Task input
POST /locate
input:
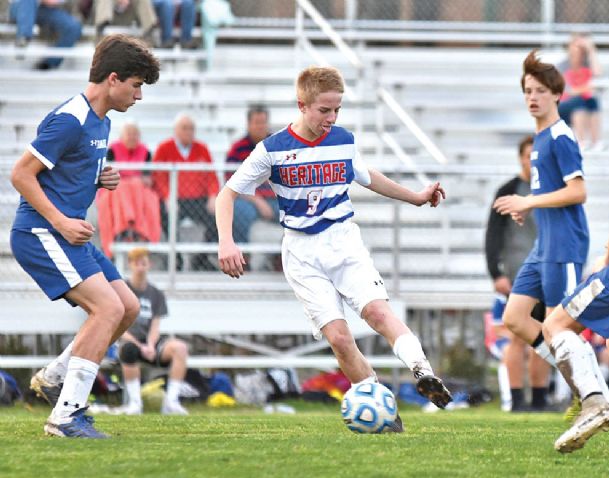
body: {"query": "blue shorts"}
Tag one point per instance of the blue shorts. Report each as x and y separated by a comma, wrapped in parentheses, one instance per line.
(549, 282)
(55, 264)
(589, 304)
(498, 308)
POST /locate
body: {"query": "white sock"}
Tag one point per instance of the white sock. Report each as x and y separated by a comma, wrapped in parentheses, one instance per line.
(173, 390)
(134, 395)
(76, 387)
(544, 352)
(562, 390)
(504, 388)
(572, 358)
(55, 372)
(597, 371)
(372, 379)
(408, 349)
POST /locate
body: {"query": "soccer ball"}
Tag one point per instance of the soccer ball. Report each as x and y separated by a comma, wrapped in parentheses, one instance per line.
(369, 408)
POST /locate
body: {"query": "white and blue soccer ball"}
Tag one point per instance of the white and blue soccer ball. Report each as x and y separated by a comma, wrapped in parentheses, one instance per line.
(369, 408)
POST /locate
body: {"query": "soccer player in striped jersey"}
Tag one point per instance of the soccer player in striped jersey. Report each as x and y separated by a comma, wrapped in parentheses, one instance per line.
(310, 165)
(554, 265)
(58, 176)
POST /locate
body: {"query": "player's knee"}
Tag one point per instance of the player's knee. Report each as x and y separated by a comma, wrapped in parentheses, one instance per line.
(132, 309)
(377, 314)
(129, 353)
(181, 349)
(341, 342)
(511, 320)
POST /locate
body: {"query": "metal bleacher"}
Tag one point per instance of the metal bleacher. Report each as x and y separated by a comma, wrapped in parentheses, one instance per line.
(468, 101)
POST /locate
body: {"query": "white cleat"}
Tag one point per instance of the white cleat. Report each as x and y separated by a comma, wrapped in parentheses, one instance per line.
(173, 409)
(593, 418)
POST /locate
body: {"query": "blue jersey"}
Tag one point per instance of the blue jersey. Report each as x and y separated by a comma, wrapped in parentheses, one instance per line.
(311, 179)
(71, 143)
(562, 232)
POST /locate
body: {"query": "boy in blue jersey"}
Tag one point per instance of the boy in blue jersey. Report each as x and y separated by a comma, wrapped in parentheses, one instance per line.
(58, 177)
(310, 165)
(554, 265)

Stated exercise
Find every line above that contains the word "striped", matching case exactly, and copy each of those lines.

Finished task
body: {"query": "soccer player in striped jersey"}
Tag one point per instance of the soccer player in striped jersey. Report each as x and y separated by a comma, wrapped in parentheses, one instance per line.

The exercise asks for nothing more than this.